Position annotation records
_ _ _ _

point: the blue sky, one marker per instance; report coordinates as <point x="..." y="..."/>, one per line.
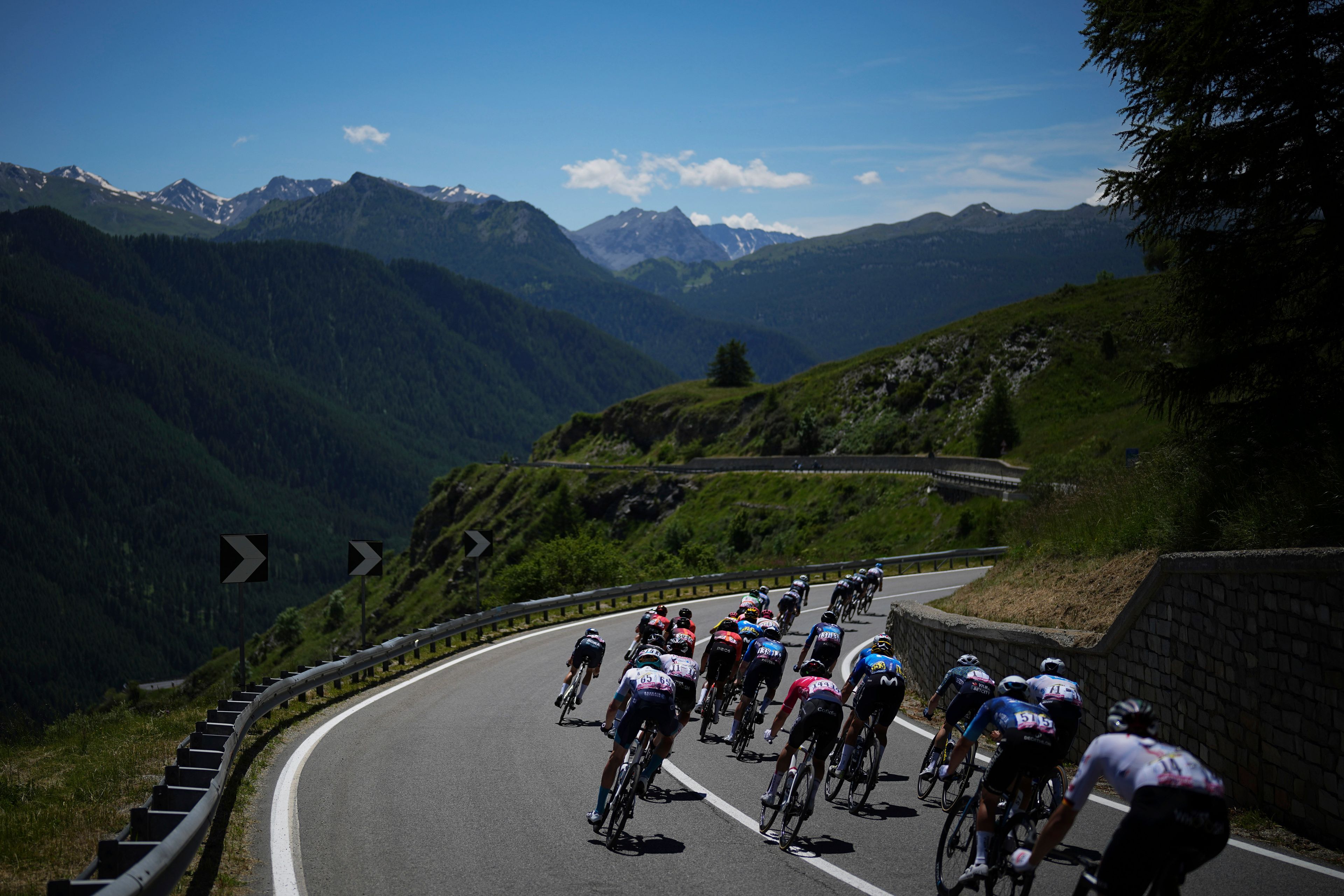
<point x="820" y="117"/>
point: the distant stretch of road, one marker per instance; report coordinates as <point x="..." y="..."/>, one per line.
<point x="459" y="780"/>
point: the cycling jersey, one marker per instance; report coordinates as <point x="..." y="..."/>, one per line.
<point x="828" y="637"/>
<point x="1131" y="762"/>
<point x="647" y="684"/>
<point x="590" y="648"/>
<point x="1018" y="721"/>
<point x="1056" y="692"/>
<point x="959" y="676"/>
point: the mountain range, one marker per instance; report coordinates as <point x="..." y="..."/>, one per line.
<point x="883" y="284"/>
<point x="517" y="248"/>
<point x="160" y="391"/>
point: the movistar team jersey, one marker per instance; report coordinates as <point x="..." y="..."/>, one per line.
<point x="1018" y="721"/>
<point x="766" y="651"/>
<point x="875" y="664"/>
<point x="958" y="676"/>
<point x="827" y="636"/>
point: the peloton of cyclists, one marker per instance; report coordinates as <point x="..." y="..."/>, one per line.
<point x="1176" y="805"/>
<point x="589" y="648"/>
<point x="763" y="663"/>
<point x="826" y="640"/>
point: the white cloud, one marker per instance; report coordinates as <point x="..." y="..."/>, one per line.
<point x="635" y="182"/>
<point x="752" y="222"/>
<point x="366" y="133"/>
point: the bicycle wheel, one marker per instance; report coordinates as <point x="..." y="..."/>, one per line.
<point x="925" y="788"/>
<point x="798" y="809"/>
<point x="956" y="848"/>
<point x="865" y="780"/>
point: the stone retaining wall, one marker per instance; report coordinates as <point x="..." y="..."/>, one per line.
<point x="1242" y="652"/>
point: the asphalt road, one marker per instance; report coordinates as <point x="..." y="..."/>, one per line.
<point x="460" y="780"/>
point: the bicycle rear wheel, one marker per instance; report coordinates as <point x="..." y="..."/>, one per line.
<point x="796" y="812"/>
<point x="956" y="848"/>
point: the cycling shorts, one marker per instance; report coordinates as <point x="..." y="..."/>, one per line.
<point x="587" y="655"/>
<point x="1015" y="760"/>
<point x="874" y="695"/>
<point x="765" y="673"/>
<point x="966" y="705"/>
<point x="685" y="694"/>
<point x="827" y="653"/>
<point x="822" y="718"/>
<point x="1163" y="824"/>
<point x="720" y="664"/>
<point x="660" y="713"/>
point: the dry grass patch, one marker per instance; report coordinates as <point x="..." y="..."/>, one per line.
<point x="1078" y="593"/>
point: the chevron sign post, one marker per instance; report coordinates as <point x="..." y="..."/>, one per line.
<point x="478" y="543"/>
<point x="365" y="559"/>
<point x="243" y="559"/>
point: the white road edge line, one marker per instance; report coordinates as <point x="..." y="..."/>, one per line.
<point x="732" y="812"/>
<point x="1238" y="844"/>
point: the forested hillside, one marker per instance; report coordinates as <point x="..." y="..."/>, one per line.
<point x="158" y="393"/>
<point x="1064" y="359"/>
<point x="517" y="248"/>
<point x="888" y="282"/>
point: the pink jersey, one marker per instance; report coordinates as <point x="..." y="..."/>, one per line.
<point x="811" y="688"/>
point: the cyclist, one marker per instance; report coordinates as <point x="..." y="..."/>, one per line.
<point x="590" y="648"/>
<point x="820" y="714"/>
<point x="761" y="664"/>
<point x="720" y="660"/>
<point x="803" y="586"/>
<point x="1026" y="749"/>
<point x="881" y="683"/>
<point x="830" y="640"/>
<point x="1176" y="805"/>
<point x="685" y="671"/>
<point x="972" y="687"/>
<point x="646" y="694"/>
<point x="1061" y="699"/>
<point x="683" y="621"/>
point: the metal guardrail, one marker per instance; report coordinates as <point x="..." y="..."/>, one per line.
<point x="154" y="851"/>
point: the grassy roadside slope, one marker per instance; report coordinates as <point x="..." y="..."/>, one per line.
<point x="1069" y="393"/>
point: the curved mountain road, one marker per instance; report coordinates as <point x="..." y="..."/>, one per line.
<point x="460" y="780"/>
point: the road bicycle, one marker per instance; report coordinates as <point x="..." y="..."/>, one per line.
<point x="620" y="806"/>
<point x="956" y="785"/>
<point x="793" y="800"/>
<point x="862" y="769"/>
<point x="1014" y="828"/>
<point x="748" y="727"/>
<point x="572" y="691"/>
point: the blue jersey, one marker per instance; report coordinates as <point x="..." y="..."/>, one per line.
<point x="1016" y="719"/>
<point x="874" y="664"/>
<point x="765" y="651"/>
<point x="826" y="635"/>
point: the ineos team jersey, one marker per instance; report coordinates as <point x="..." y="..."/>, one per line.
<point x="647" y="683"/>
<point x="1131" y="762"/>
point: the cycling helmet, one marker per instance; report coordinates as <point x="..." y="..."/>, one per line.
<point x="814" y="668"/>
<point x="1134" y="716"/>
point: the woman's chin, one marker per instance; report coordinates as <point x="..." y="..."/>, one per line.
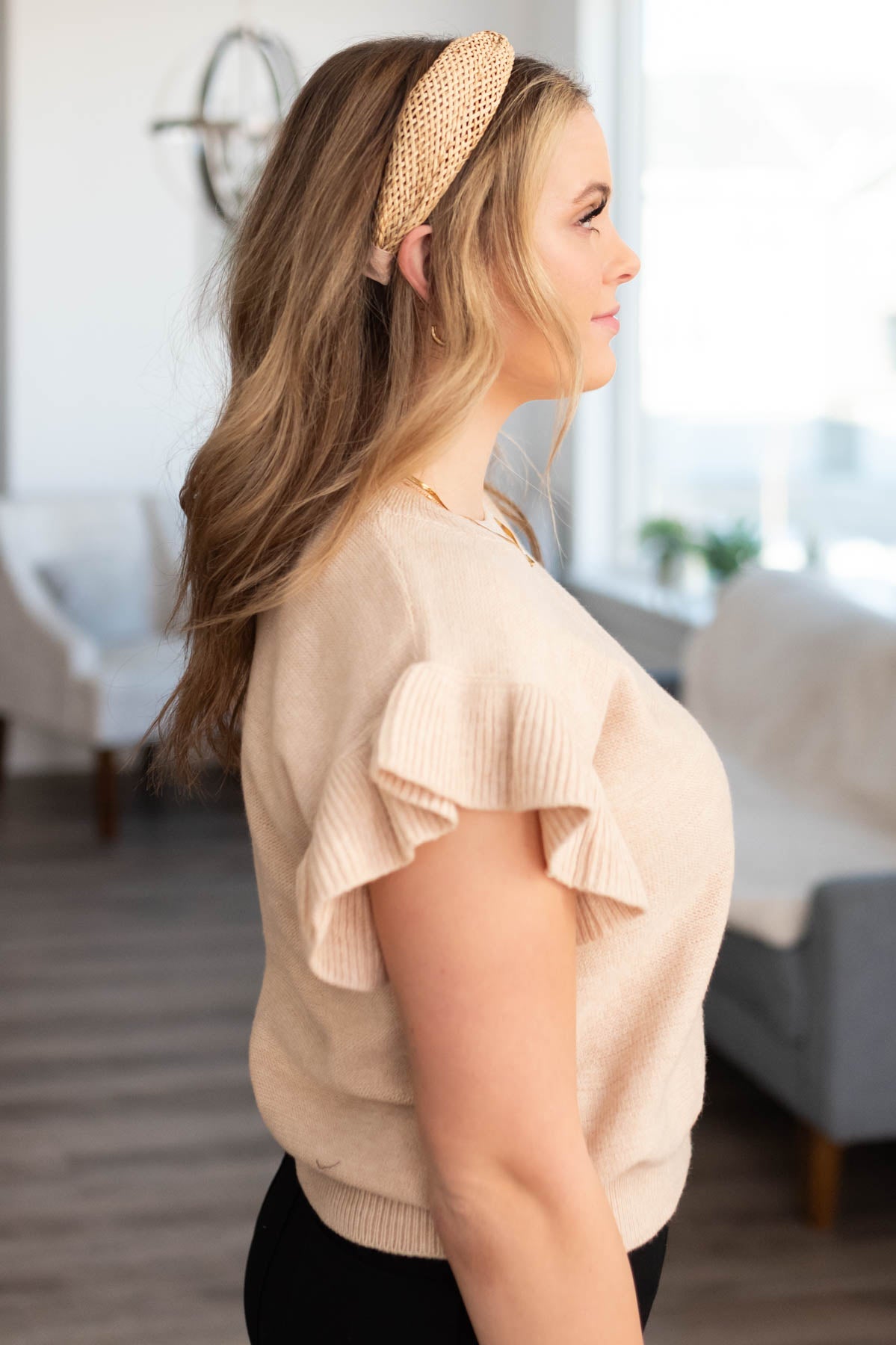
<point x="600" y="371"/>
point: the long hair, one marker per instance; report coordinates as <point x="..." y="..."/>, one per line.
<point x="327" y="400"/>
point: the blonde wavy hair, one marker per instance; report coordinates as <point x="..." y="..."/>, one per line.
<point x="327" y="398"/>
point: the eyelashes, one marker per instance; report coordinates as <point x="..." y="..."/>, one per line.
<point x="591" y="215"/>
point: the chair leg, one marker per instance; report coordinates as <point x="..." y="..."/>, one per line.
<point x="107" y="794"/>
<point x="824" y="1170"/>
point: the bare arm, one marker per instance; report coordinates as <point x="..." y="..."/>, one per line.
<point x="479" y="946"/>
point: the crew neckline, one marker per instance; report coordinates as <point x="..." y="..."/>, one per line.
<point x="405" y="499"/>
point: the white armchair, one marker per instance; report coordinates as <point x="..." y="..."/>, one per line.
<point x="87" y="587"/>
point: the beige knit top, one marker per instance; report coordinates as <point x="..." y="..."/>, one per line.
<point x="430" y="667"/>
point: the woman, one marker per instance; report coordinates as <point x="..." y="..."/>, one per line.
<point x="492" y="856"/>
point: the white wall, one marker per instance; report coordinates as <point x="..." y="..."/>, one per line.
<point x="108" y="386"/>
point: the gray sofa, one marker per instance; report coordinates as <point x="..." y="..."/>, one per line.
<point x="797" y="686"/>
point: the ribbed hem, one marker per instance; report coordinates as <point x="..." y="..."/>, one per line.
<point x="642" y="1202"/>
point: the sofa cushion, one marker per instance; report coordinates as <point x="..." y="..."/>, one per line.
<point x="102" y="592"/>
<point x="770" y="982"/>
<point x="800" y="681"/>
<point x="785" y="845"/>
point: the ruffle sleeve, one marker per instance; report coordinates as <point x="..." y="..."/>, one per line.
<point x="447" y="739"/>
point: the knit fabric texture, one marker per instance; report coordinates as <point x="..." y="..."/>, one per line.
<point x="432" y="669"/>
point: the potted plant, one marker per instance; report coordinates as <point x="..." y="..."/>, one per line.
<point x="669" y="541"/>
<point x="727" y="551"/>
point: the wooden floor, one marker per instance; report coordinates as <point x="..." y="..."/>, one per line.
<point x="134" y="1161"/>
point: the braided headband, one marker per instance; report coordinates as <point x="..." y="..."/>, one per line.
<point x="440" y="124"/>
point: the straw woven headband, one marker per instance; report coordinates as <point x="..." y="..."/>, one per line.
<point x="440" y="124"/>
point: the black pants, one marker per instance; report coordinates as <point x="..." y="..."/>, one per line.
<point x="307" y="1284"/>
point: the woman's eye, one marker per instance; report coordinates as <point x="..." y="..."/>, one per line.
<point x="591" y="215"/>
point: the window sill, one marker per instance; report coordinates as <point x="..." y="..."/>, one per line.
<point x="653" y="623"/>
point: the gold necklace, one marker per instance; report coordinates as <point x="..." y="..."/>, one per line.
<point x="505" y="531"/>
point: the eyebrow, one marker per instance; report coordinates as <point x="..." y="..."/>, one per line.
<point x="593" y="188"/>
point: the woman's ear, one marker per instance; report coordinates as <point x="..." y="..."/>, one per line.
<point x="412" y="259"/>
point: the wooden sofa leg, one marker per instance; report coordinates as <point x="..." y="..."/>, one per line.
<point x="824" y="1169"/>
<point x="107" y="794"/>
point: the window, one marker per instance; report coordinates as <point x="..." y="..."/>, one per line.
<point x="767" y="292"/>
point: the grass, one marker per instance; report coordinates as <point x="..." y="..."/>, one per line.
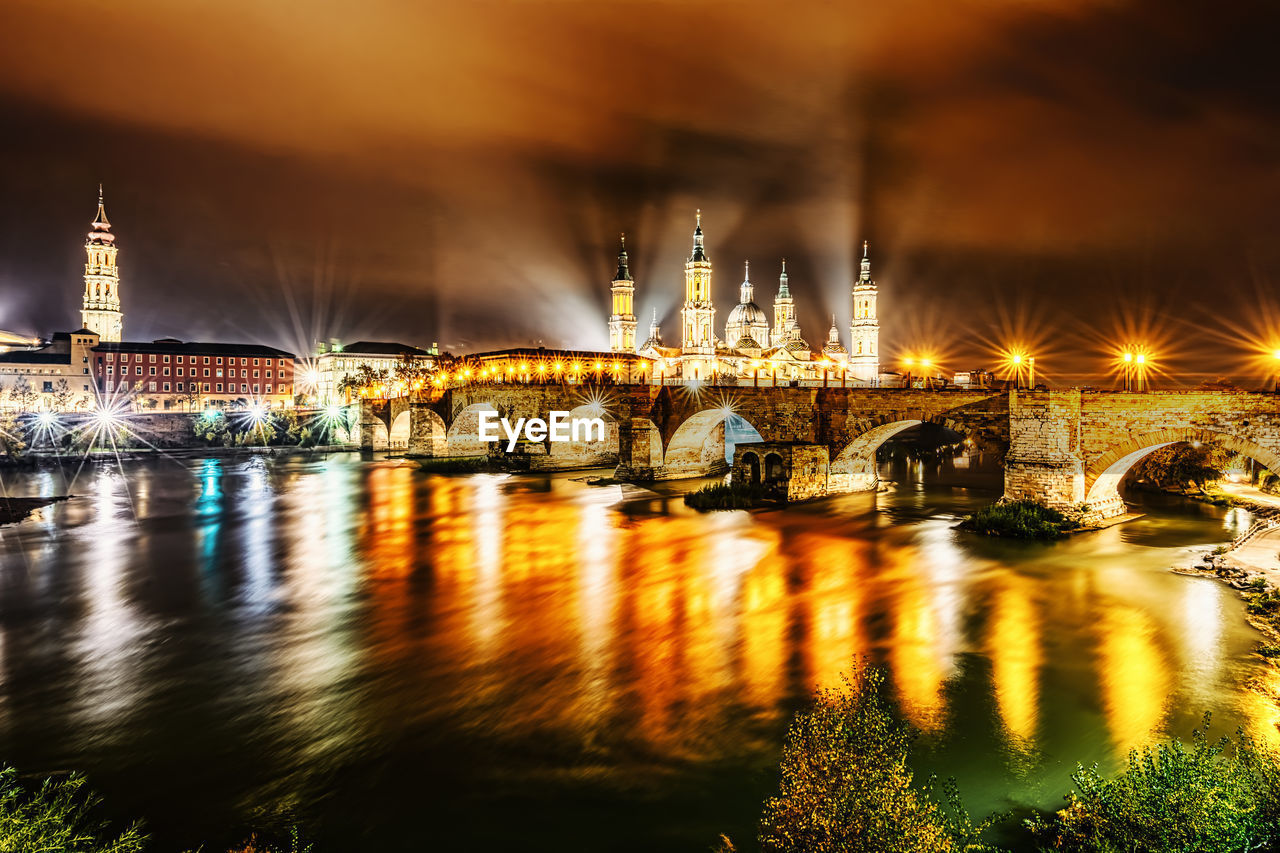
<point x="727" y="496"/>
<point x="1020" y="520"/>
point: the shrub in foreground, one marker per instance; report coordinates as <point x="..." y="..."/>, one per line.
<point x="846" y="785"/>
<point x="1020" y="520"/>
<point x="56" y="819"/>
<point x="727" y="496"/>
<point x="1208" y="797"/>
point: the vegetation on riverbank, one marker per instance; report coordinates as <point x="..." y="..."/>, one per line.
<point x="1022" y="520"/>
<point x="846" y="787"/>
<point x="728" y="496"/>
<point x="455" y="464"/>
<point x="60" y="816"/>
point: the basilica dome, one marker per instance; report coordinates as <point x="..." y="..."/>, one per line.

_ _ _ _

* _PROMPT_
Print again the material above, limited to the lines from the one holding "point: the shrub" through the last, inclusive.

* _SOLUTION BELOW_
point: the shrub in foreground, one marker per instance; report coordinates as <point x="..." y="..."/>, one per line.
<point x="846" y="785"/>
<point x="1020" y="520"/>
<point x="56" y="819"/>
<point x="727" y="496"/>
<point x="1208" y="797"/>
point: the vegetation on riverbank, one marker per instance; report coordinates as <point x="..." y="..."/>, one per line.
<point x="1022" y="520"/>
<point x="846" y="787"/>
<point x="728" y="496"/>
<point x="455" y="464"/>
<point x="60" y="816"/>
point: the basilica dome, one marker per instance; report coordinates as <point x="..." y="..."/>, one per line.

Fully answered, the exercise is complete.